Direction → Reproduce without changes the stretch of lines below, from the one containing "Target: pale whitish leaf" through the last line.

Material provided →
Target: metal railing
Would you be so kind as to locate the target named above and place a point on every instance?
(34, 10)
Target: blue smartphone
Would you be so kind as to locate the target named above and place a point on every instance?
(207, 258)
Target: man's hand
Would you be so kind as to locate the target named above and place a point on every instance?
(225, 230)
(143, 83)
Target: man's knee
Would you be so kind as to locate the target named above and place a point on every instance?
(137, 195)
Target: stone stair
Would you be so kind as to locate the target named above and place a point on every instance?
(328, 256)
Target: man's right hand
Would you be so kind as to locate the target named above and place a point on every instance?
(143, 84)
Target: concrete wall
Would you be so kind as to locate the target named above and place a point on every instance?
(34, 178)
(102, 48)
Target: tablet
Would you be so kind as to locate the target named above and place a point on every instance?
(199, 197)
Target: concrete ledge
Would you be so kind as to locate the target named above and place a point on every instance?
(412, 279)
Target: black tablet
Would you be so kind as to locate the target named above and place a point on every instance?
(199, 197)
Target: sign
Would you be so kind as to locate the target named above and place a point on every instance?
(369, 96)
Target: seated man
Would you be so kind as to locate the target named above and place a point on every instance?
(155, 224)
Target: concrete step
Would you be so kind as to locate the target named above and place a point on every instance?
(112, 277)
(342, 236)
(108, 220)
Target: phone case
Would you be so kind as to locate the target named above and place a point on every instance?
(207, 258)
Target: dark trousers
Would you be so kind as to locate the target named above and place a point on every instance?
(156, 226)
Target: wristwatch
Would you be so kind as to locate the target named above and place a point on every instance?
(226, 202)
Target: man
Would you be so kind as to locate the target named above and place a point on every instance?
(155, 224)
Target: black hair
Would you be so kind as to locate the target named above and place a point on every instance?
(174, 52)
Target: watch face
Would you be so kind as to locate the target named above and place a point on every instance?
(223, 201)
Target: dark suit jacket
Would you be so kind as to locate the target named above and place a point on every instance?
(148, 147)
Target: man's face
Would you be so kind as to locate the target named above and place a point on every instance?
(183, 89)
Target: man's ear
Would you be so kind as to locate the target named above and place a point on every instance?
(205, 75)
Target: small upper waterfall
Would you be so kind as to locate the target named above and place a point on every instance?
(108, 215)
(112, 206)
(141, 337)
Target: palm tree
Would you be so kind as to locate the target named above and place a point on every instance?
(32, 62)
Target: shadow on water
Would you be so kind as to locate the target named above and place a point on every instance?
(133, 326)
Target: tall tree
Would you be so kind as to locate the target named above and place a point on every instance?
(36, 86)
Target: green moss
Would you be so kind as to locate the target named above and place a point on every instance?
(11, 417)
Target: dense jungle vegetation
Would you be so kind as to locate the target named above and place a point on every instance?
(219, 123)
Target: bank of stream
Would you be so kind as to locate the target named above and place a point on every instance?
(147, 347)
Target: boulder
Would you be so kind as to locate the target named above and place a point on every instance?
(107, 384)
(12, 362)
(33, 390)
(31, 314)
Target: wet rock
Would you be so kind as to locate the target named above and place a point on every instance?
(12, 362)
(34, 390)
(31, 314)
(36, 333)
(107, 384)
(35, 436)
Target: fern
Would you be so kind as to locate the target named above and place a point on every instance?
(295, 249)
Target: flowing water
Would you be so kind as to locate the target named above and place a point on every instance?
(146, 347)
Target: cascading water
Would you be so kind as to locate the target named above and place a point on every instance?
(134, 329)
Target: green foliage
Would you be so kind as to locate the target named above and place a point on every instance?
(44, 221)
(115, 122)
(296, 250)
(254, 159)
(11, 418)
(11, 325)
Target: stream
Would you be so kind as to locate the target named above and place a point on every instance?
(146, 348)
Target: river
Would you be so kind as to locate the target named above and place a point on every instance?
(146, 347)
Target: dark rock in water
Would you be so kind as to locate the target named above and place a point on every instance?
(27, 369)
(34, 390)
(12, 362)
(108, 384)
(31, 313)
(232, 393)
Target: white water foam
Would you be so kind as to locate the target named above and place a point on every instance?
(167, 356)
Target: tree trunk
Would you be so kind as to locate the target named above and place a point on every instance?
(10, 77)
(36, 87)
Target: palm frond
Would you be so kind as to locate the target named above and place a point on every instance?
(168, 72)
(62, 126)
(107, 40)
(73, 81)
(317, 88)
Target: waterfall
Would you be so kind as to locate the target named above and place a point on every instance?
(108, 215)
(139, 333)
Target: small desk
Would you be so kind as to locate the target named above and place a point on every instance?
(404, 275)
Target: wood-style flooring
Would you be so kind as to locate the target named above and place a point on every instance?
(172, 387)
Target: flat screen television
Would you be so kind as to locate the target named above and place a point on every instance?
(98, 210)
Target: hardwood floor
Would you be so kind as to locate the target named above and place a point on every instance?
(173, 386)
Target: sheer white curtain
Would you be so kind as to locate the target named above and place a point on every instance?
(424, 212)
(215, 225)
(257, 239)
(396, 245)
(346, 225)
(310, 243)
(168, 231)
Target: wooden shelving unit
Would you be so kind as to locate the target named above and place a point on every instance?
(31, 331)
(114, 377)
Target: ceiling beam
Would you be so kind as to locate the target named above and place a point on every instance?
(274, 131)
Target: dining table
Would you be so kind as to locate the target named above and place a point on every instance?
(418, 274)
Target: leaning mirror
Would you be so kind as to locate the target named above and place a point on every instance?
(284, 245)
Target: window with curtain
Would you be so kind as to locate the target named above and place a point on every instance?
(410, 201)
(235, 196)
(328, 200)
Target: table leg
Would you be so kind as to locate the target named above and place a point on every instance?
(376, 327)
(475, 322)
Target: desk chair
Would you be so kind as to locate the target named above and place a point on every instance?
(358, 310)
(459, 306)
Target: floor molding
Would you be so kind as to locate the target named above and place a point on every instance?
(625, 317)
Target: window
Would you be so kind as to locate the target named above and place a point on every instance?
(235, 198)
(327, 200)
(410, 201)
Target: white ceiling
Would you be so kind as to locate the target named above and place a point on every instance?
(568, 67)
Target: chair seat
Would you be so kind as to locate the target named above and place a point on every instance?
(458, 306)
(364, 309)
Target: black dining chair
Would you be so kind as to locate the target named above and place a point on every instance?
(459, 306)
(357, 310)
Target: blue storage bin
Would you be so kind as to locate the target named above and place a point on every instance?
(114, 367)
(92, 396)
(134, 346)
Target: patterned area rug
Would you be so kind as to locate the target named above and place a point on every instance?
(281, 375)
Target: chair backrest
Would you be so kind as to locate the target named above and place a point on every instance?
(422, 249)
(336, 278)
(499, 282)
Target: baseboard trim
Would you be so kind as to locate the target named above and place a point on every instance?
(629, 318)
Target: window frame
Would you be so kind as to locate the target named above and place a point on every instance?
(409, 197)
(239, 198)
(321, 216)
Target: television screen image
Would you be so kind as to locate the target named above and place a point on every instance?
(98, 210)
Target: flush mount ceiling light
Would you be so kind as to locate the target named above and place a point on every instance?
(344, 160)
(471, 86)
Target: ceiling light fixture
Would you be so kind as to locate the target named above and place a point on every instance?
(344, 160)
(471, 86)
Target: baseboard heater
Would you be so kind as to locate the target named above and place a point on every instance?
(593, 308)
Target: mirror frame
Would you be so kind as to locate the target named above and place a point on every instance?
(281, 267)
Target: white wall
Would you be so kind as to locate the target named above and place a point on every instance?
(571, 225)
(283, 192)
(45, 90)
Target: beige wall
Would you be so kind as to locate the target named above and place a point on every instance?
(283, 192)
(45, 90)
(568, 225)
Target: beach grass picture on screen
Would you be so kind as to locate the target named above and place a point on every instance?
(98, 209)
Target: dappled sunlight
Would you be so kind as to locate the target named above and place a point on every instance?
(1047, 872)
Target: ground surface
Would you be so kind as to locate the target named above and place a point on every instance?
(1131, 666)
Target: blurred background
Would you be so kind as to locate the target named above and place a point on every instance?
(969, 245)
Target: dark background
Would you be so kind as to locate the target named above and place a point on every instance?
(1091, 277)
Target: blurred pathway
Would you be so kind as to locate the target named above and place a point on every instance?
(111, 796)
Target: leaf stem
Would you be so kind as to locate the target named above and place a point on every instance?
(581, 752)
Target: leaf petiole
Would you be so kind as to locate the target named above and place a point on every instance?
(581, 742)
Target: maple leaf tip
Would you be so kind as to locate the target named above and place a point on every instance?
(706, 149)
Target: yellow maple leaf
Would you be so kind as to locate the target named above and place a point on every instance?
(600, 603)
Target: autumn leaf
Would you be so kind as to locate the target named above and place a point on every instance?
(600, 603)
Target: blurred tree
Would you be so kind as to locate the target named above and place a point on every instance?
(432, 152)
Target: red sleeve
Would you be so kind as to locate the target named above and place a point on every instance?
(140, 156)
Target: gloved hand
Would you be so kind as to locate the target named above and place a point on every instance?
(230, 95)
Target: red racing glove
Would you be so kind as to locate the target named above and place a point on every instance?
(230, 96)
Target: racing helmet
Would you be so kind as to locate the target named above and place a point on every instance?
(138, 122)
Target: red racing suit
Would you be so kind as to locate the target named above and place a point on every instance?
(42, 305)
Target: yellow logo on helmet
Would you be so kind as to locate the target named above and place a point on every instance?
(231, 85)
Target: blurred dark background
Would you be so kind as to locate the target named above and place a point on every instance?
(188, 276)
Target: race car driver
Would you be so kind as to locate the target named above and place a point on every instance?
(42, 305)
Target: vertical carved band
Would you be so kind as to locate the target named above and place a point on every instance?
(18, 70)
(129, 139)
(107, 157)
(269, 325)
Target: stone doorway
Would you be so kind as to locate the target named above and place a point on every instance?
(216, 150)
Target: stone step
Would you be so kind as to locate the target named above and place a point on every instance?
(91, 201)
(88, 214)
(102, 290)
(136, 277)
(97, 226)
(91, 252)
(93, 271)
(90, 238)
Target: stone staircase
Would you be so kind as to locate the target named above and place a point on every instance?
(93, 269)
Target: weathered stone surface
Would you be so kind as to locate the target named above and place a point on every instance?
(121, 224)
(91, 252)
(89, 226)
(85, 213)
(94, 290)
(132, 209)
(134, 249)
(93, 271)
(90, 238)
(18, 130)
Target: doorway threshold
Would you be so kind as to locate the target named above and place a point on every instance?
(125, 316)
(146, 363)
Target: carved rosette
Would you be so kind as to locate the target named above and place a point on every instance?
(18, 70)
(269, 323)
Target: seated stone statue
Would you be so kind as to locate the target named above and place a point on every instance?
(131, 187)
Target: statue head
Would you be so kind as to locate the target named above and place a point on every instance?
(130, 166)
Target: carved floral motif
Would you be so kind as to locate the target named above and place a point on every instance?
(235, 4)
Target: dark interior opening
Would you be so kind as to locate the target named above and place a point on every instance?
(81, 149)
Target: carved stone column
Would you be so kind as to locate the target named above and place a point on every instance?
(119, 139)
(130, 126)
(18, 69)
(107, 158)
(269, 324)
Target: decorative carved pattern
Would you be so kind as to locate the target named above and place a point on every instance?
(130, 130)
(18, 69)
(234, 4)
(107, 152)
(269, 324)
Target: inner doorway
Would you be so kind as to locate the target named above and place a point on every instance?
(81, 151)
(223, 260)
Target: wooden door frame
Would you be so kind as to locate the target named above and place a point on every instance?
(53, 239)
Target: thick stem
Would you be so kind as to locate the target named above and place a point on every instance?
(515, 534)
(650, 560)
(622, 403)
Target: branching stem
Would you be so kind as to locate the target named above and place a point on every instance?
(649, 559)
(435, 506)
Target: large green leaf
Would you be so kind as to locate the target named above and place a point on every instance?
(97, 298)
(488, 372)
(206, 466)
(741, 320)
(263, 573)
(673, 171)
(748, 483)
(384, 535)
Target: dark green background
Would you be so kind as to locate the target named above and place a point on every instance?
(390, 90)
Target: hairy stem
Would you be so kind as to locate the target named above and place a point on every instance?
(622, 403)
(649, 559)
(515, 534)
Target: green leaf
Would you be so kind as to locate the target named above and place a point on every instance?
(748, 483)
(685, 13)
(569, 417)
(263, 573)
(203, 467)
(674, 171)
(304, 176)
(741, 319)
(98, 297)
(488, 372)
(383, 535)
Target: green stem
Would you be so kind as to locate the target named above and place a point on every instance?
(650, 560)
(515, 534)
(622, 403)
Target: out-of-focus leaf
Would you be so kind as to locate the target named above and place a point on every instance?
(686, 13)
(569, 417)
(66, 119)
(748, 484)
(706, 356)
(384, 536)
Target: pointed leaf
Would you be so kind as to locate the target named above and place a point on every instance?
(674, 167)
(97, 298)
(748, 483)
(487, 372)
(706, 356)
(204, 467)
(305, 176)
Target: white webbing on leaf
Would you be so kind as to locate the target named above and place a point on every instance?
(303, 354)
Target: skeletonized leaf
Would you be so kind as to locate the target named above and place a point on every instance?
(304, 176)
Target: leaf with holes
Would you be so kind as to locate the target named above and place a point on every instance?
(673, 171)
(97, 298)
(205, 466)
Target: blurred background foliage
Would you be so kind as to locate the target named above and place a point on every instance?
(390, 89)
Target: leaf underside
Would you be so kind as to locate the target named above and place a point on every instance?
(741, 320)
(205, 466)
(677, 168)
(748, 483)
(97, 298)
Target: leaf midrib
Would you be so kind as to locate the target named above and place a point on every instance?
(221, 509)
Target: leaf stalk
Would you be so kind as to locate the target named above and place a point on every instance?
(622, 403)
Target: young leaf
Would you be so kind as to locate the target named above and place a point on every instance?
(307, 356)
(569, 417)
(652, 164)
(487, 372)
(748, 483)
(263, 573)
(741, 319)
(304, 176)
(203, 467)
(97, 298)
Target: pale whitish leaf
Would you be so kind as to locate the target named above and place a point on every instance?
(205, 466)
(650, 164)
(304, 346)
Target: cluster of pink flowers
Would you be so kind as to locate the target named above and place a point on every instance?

Result for this task →
Target: pale whitish leaf
Would you be so kind as to locate the target named above and place a point on every instance?
(205, 466)
(650, 164)
(304, 346)
Target: cluster of pink flowers
Would you be so kind as to locate the target named above and place a point on every instance?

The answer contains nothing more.